▶ Problem: Please quote only the lines below, without changes, from the line containing "Please complete this annotation. The target class is black bowl." through the last line of the items, including both.

▶ Provided data:
* START *
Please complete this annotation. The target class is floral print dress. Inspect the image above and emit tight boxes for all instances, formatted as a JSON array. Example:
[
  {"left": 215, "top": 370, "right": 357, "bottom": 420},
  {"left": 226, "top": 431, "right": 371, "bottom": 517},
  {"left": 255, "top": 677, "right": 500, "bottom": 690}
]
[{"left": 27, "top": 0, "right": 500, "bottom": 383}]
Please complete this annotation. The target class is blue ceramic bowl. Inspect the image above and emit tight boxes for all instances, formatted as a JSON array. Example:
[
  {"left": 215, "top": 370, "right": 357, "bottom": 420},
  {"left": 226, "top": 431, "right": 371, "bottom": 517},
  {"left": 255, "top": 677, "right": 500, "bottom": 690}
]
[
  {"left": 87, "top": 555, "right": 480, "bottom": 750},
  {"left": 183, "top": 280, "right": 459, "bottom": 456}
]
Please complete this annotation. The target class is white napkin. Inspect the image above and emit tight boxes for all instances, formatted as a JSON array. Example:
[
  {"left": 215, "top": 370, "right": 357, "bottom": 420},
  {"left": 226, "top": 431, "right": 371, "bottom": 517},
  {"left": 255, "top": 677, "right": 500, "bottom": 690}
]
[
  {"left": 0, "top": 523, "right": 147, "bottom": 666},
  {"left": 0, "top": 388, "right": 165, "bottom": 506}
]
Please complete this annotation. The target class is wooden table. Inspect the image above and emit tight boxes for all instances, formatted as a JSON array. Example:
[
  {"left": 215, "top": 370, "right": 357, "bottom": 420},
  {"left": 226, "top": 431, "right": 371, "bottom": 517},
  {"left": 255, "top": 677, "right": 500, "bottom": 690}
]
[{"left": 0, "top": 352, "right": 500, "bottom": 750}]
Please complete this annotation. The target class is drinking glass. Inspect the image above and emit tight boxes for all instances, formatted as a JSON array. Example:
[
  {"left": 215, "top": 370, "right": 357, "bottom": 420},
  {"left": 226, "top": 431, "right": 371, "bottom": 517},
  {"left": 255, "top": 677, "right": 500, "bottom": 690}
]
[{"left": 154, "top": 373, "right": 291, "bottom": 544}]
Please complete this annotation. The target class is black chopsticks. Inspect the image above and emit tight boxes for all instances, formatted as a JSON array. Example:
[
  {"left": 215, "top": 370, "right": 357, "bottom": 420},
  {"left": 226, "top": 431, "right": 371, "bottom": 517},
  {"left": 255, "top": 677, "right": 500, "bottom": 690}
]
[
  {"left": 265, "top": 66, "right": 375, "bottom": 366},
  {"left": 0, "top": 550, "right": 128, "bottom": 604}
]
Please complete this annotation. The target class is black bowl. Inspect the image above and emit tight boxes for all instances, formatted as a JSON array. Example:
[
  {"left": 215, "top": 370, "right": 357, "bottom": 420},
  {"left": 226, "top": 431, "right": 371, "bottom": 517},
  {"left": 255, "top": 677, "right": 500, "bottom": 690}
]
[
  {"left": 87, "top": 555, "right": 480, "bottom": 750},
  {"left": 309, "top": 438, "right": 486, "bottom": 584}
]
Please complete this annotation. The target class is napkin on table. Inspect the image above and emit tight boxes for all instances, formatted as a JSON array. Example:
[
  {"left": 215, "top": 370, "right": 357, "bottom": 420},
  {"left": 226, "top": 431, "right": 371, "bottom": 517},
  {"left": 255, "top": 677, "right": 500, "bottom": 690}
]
* END *
▶ Written response:
Please complete this annotation. The target class is black bowl. Inspect the image above and emit tight boxes for all instances, formatted as a JSON array. Example:
[
  {"left": 215, "top": 370, "right": 357, "bottom": 420},
  {"left": 226, "top": 431, "right": 371, "bottom": 517},
  {"left": 255, "top": 677, "right": 500, "bottom": 690}
]
[
  {"left": 87, "top": 555, "right": 480, "bottom": 750},
  {"left": 309, "top": 438, "right": 486, "bottom": 584}
]
Please complete this annotation. The target class is napkin on table. Inspect the image above and emit tight boxes for all instances, formatted as a JSON array. Example:
[
  {"left": 215, "top": 370, "right": 357, "bottom": 420},
  {"left": 226, "top": 431, "right": 371, "bottom": 517},
  {"left": 255, "top": 677, "right": 500, "bottom": 690}
]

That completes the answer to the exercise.